##### EXTRACTED ENTRIES
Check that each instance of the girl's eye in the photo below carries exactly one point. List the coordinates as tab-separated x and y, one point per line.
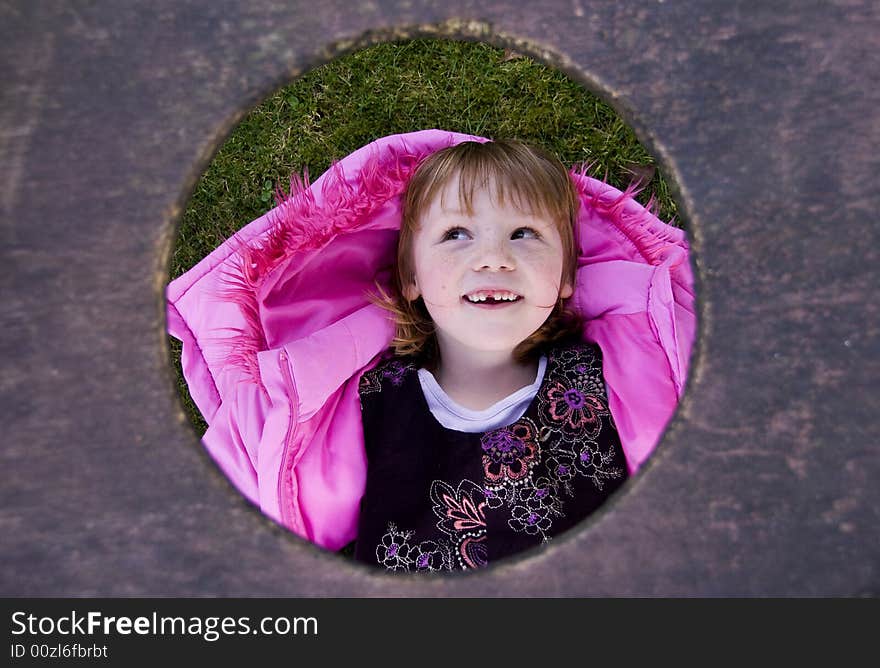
525	233
455	234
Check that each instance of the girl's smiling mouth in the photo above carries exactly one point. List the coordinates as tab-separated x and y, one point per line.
491	298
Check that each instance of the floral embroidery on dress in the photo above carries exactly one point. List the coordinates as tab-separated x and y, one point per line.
393	370
509	452
570	407
573	402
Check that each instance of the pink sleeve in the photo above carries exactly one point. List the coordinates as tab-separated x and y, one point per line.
635	288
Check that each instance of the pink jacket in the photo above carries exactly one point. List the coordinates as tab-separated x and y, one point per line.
276	329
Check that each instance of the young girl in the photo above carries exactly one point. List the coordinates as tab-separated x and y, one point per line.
490	426
491	432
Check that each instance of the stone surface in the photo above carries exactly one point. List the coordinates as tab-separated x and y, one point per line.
765	115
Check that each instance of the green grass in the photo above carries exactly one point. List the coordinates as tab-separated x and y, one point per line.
401	87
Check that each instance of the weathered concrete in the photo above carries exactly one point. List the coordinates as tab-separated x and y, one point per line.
764	114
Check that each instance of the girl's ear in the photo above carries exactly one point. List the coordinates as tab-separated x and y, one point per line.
411	292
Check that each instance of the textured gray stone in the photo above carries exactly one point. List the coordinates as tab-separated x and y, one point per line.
764	115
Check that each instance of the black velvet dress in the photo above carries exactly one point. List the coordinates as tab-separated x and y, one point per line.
443	500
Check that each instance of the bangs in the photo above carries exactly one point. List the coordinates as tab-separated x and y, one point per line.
524	177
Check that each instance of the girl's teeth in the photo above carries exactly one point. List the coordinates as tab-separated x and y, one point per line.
496	296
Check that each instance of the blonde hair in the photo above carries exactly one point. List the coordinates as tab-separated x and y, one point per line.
532	180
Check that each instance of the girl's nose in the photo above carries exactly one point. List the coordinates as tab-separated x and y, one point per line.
494	255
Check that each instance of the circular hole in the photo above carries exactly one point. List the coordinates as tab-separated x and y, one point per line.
536	468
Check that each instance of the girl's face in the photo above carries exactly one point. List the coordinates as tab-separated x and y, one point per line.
489	280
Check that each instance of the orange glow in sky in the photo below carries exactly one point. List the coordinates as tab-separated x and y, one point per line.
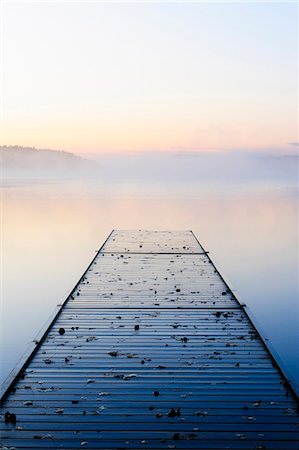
93	77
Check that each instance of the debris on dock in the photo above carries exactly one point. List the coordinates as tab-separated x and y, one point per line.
150	350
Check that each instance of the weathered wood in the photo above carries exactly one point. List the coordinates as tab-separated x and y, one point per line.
151	350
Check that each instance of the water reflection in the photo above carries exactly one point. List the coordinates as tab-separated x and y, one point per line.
52	229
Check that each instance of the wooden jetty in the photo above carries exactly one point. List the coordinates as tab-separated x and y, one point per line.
151	350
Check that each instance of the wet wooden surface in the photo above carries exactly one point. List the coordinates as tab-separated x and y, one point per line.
151	350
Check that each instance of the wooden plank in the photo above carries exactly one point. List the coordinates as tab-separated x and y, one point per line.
151	350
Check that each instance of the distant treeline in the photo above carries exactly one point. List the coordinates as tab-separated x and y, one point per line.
17	161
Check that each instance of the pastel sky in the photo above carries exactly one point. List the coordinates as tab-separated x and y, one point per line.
90	77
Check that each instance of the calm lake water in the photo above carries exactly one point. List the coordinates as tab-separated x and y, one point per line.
52	228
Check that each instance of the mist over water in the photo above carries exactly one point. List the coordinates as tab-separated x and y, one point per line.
242	207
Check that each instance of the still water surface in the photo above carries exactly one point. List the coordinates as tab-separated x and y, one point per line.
51	230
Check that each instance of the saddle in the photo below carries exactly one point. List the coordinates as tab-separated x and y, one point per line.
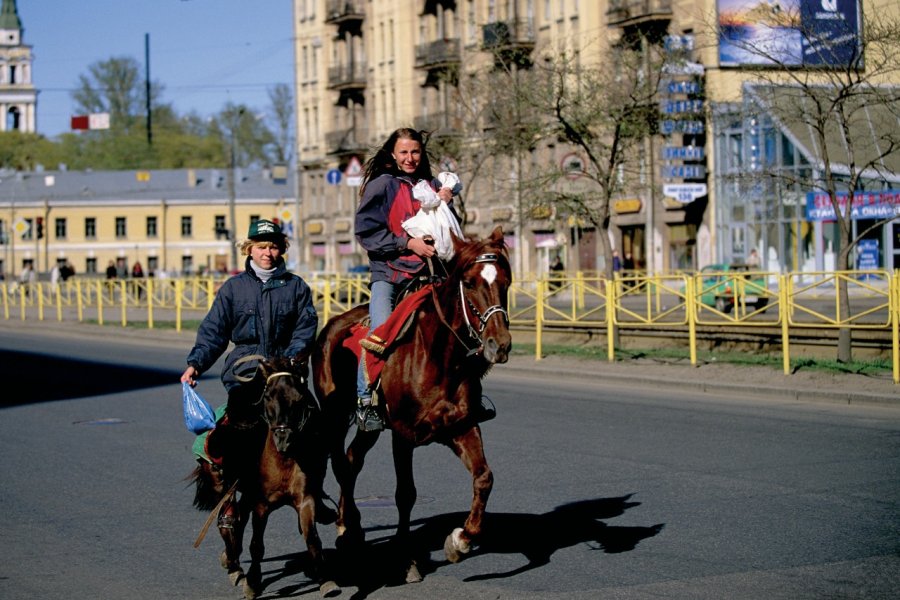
373	348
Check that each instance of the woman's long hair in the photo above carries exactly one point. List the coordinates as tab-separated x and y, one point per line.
383	160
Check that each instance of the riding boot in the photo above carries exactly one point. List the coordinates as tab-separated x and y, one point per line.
485	410
368	417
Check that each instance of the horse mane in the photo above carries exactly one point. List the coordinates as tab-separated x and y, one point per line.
471	248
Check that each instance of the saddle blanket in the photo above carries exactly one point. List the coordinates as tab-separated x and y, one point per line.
373	348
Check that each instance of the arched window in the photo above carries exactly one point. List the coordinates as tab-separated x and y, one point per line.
13	119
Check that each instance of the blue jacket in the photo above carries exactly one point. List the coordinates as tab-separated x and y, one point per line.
388	201
275	318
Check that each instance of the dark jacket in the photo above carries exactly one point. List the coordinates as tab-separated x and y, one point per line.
275	318
388	201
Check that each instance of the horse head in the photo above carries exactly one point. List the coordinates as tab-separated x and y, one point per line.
483	275
287	403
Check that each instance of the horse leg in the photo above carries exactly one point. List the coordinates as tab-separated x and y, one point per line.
468	447
306	522
253	581
405	498
346	469
232	532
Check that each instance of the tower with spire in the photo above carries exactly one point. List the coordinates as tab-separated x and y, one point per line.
18	98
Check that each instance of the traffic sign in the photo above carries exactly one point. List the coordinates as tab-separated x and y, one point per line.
684	192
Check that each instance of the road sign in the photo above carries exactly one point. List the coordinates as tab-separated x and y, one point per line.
684	192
##########
◆ **THE PROBLEM**:
Repeat exactly the lines from the one containing "Check that each instance of the dark" through the last line of the records above, both included, and nothing else.

◆ **THE OUTPUT**:
Check that each instance of the dark jacket in the photo above carries exactly one point. List the coordinates as tab-separated x and y, one point per line.
275	318
388	201
Check that each instance of the horse head in the photo above carries exactly one point. List the coordinates as tab-separated x and y, one point per line.
483	275
287	403
Check that each instance of the horse leg in the photo above carries exactly one point. List the coordinates as tab-separated x and y, one point per line.
468	447
306	522
253	581
405	498
346	469
232	532
Check that each instance of the tower with spire in the photo above carries exactly one point. List the coordinates as tab-separated x and y, one point per line.
18	98
Check that each instance of the traffic sign in the photo above carries exactly one point. List the coordinates as tab-separated x and y, one point per line.
684	192
Check that each instance of the road sign in the photo above carries exactly one point. List the coordinates as tab-separated x and y, one point per line.
684	192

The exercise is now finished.